PROBLEM TO WORK ON: Transcribe the full listing so that each line reads as it does in the original.

EXERCISE MATERIALS:

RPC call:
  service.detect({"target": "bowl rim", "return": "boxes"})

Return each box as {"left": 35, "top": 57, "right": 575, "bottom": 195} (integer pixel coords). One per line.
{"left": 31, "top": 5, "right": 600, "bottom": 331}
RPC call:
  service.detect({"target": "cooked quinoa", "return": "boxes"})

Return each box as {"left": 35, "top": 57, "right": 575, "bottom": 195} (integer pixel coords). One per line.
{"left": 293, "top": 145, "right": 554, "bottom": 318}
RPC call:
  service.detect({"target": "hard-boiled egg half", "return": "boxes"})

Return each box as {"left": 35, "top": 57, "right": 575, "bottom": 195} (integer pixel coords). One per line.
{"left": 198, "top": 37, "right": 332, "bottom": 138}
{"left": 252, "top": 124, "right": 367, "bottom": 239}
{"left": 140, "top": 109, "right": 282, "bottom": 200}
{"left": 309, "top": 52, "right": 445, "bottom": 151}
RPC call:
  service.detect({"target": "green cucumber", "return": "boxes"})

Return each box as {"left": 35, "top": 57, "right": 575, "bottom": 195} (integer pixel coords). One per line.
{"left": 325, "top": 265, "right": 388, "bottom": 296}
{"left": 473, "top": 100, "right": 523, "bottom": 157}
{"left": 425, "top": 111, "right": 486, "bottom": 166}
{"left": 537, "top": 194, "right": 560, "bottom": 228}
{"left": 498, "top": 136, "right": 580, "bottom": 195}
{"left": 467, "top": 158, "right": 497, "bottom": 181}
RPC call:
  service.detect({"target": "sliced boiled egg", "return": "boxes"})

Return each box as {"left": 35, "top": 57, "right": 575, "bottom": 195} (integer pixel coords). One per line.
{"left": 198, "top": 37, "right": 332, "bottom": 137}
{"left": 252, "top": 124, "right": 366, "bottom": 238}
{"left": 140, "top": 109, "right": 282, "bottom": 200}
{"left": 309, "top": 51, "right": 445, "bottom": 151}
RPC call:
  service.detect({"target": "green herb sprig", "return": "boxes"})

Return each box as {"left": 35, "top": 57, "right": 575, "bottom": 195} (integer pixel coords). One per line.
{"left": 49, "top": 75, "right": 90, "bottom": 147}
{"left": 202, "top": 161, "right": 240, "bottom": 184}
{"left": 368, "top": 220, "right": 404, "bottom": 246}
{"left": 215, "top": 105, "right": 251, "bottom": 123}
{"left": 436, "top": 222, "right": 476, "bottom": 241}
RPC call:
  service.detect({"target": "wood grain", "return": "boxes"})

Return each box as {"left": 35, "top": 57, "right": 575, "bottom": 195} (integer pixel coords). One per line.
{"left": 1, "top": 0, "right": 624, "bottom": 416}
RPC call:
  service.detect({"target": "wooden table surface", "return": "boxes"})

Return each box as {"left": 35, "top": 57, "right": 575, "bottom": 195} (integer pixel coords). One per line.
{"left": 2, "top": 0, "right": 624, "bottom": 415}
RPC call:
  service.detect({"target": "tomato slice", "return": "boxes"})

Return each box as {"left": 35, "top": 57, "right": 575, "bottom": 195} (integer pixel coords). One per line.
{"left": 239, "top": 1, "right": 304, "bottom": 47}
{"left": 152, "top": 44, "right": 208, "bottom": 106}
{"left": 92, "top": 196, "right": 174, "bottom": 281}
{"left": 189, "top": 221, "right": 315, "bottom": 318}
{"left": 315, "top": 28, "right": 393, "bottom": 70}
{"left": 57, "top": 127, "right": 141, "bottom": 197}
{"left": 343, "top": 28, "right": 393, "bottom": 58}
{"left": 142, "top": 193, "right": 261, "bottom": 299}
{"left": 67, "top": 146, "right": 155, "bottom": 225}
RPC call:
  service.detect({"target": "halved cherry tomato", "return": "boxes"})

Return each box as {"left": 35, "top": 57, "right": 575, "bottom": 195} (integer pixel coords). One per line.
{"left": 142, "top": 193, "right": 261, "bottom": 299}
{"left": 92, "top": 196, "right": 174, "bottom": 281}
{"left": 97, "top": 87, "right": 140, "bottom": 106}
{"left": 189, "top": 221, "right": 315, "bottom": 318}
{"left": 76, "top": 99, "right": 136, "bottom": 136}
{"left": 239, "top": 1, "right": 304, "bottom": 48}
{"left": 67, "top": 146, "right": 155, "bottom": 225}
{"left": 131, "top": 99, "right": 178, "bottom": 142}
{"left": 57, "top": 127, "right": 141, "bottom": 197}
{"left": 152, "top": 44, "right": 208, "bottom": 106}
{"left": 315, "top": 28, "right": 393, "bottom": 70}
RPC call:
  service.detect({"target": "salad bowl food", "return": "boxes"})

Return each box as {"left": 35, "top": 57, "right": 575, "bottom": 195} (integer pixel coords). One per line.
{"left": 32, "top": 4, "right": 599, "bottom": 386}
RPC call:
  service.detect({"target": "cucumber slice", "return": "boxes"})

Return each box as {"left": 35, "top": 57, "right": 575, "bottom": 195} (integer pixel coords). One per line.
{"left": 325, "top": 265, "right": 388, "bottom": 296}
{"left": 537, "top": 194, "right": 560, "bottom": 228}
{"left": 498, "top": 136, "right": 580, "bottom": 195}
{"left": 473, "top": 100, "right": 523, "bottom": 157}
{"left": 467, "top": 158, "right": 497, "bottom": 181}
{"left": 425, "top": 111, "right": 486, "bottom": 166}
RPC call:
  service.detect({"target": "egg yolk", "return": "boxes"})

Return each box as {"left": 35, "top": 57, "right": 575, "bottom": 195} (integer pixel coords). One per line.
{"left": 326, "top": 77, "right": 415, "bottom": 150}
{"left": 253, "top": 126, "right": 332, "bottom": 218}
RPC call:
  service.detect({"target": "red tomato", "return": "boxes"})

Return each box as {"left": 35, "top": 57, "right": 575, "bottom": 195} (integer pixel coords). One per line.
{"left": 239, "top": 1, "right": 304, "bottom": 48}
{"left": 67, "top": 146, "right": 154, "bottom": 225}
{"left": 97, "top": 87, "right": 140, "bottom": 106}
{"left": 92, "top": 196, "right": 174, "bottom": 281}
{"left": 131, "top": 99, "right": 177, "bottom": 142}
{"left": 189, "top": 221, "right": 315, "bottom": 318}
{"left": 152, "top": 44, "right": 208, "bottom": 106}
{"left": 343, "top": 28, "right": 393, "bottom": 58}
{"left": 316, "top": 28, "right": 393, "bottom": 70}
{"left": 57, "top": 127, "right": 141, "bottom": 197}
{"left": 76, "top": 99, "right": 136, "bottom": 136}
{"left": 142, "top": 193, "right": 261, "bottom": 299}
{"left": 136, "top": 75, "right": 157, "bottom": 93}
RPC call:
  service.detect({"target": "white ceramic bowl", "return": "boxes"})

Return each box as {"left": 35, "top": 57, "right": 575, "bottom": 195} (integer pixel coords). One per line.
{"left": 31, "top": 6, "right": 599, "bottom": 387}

EXPECTED ANSWER:
RPC call:
  service.detect({"target": "bowl rim", "return": "boxes"})

Return each box as {"left": 35, "top": 57, "right": 575, "bottom": 195} (integer pixel coords). One per line.
{"left": 31, "top": 5, "right": 600, "bottom": 331}
RPC call:
  service.detect({"target": "cooked quinoa", "return": "boxes"})

Return each box as {"left": 35, "top": 57, "right": 575, "bottom": 195} (integer pixel coords). One per line.
{"left": 293, "top": 145, "right": 554, "bottom": 318}
RPC call:
  service.detect({"target": "hard-boiled egg half", "return": "boxes"})

Return each box as {"left": 35, "top": 57, "right": 575, "bottom": 195} (integer pixel coords). One per line.
{"left": 198, "top": 37, "right": 332, "bottom": 138}
{"left": 252, "top": 124, "right": 367, "bottom": 239}
{"left": 140, "top": 109, "right": 282, "bottom": 200}
{"left": 309, "top": 52, "right": 445, "bottom": 151}
RPC call:
  service.detect({"target": "green cucumber", "return": "boxes"})

Return each box as {"left": 35, "top": 57, "right": 575, "bottom": 195} (integer pixel coords). One per line.
{"left": 325, "top": 265, "right": 388, "bottom": 296}
{"left": 473, "top": 100, "right": 523, "bottom": 157}
{"left": 425, "top": 111, "right": 486, "bottom": 166}
{"left": 537, "top": 194, "right": 560, "bottom": 228}
{"left": 498, "top": 136, "right": 580, "bottom": 195}
{"left": 467, "top": 158, "right": 497, "bottom": 181}
RPC call:
  service.detect({"target": "sliced boiled egg", "return": "boxes"})

Return each box as {"left": 35, "top": 57, "right": 575, "bottom": 195} (integer pixel coords). One per line.
{"left": 198, "top": 37, "right": 332, "bottom": 137}
{"left": 252, "top": 124, "right": 366, "bottom": 238}
{"left": 140, "top": 109, "right": 282, "bottom": 200}
{"left": 309, "top": 51, "right": 445, "bottom": 151}
RPC call:
  service.detect({"target": "green herb sprig", "return": "boxes"})

Return each box as {"left": 35, "top": 57, "right": 575, "bottom": 195} (integer pixel coords). One per line.
{"left": 49, "top": 75, "right": 90, "bottom": 147}
{"left": 202, "top": 161, "right": 240, "bottom": 184}
{"left": 368, "top": 220, "right": 404, "bottom": 246}
{"left": 215, "top": 105, "right": 251, "bottom": 123}
{"left": 436, "top": 222, "right": 476, "bottom": 241}
RPC call:
  service.detect({"target": "wood grain", "return": "boxes"})

Return each box as {"left": 35, "top": 57, "right": 575, "bottom": 195} (integer pixel coords). One per line.
{"left": 1, "top": 0, "right": 624, "bottom": 416}
RPC call:
  service.detect({"target": "wooden table surface", "return": "boxes"})

Return each box as {"left": 35, "top": 57, "right": 575, "bottom": 195} (integer pixel coords). One per line.
{"left": 2, "top": 0, "right": 624, "bottom": 415}
RPC call:
  service.detect({"target": "tomato slice", "return": "boxes"})

Return each box as {"left": 35, "top": 57, "right": 575, "bottom": 195} (integer pixel coords). One per line.
{"left": 239, "top": 1, "right": 304, "bottom": 47}
{"left": 152, "top": 44, "right": 208, "bottom": 106}
{"left": 92, "top": 196, "right": 174, "bottom": 281}
{"left": 189, "top": 221, "right": 315, "bottom": 318}
{"left": 315, "top": 28, "right": 393, "bottom": 70}
{"left": 57, "top": 127, "right": 141, "bottom": 197}
{"left": 343, "top": 28, "right": 393, "bottom": 58}
{"left": 142, "top": 193, "right": 261, "bottom": 299}
{"left": 67, "top": 146, "right": 155, "bottom": 225}
RPC call:
  service.detect({"target": "halved cherry tomato", "return": "boxes"})

Return each box as {"left": 35, "top": 57, "right": 575, "bottom": 195} (integer pixel coords). One per line.
{"left": 142, "top": 193, "right": 261, "bottom": 299}
{"left": 92, "top": 196, "right": 174, "bottom": 281}
{"left": 97, "top": 87, "right": 140, "bottom": 106}
{"left": 189, "top": 221, "right": 315, "bottom": 318}
{"left": 76, "top": 99, "right": 136, "bottom": 136}
{"left": 239, "top": 1, "right": 304, "bottom": 48}
{"left": 67, "top": 146, "right": 155, "bottom": 225}
{"left": 131, "top": 99, "right": 178, "bottom": 142}
{"left": 57, "top": 127, "right": 141, "bottom": 197}
{"left": 152, "top": 44, "right": 208, "bottom": 106}
{"left": 315, "top": 28, "right": 393, "bottom": 70}
RPC call:
  service.detect({"target": "salad bowl food", "return": "boxes"})

Return each box as {"left": 35, "top": 57, "right": 575, "bottom": 195} (integer pixel coords). One per line.
{"left": 32, "top": 4, "right": 599, "bottom": 386}
RPC call:
  service.detect({"target": "cucumber slice", "return": "boxes"})

Return each box as {"left": 35, "top": 57, "right": 575, "bottom": 195} (integer pixel coords). One per line.
{"left": 325, "top": 265, "right": 388, "bottom": 296}
{"left": 537, "top": 194, "right": 560, "bottom": 228}
{"left": 498, "top": 136, "right": 580, "bottom": 195}
{"left": 473, "top": 100, "right": 523, "bottom": 157}
{"left": 467, "top": 158, "right": 497, "bottom": 181}
{"left": 425, "top": 111, "right": 486, "bottom": 166}
RPC call:
  service.detect({"target": "egg yolk", "return": "boxes"})

Return each box as {"left": 35, "top": 57, "right": 575, "bottom": 195} (integer pixel coords). One per line.
{"left": 326, "top": 77, "right": 415, "bottom": 150}
{"left": 253, "top": 126, "right": 332, "bottom": 218}
RPC call:
  service.detect({"target": "red tomato", "return": "boxes"})

Return each box as {"left": 35, "top": 57, "right": 575, "bottom": 195} (integer pixel coords). One per line.
{"left": 239, "top": 1, "right": 304, "bottom": 48}
{"left": 67, "top": 146, "right": 154, "bottom": 225}
{"left": 97, "top": 87, "right": 140, "bottom": 106}
{"left": 92, "top": 196, "right": 174, "bottom": 281}
{"left": 131, "top": 99, "right": 177, "bottom": 142}
{"left": 189, "top": 221, "right": 315, "bottom": 318}
{"left": 152, "top": 44, "right": 208, "bottom": 106}
{"left": 343, "top": 28, "right": 393, "bottom": 58}
{"left": 316, "top": 28, "right": 393, "bottom": 70}
{"left": 57, "top": 127, "right": 141, "bottom": 197}
{"left": 76, "top": 99, "right": 136, "bottom": 136}
{"left": 142, "top": 193, "right": 261, "bottom": 299}
{"left": 136, "top": 75, "right": 157, "bottom": 93}
RPC call:
  service.detect({"target": "white ceramic bowl", "return": "boxes"})

Return each box as {"left": 35, "top": 57, "right": 575, "bottom": 195} (integer pixel coords). One per line.
{"left": 31, "top": 6, "right": 599, "bottom": 387}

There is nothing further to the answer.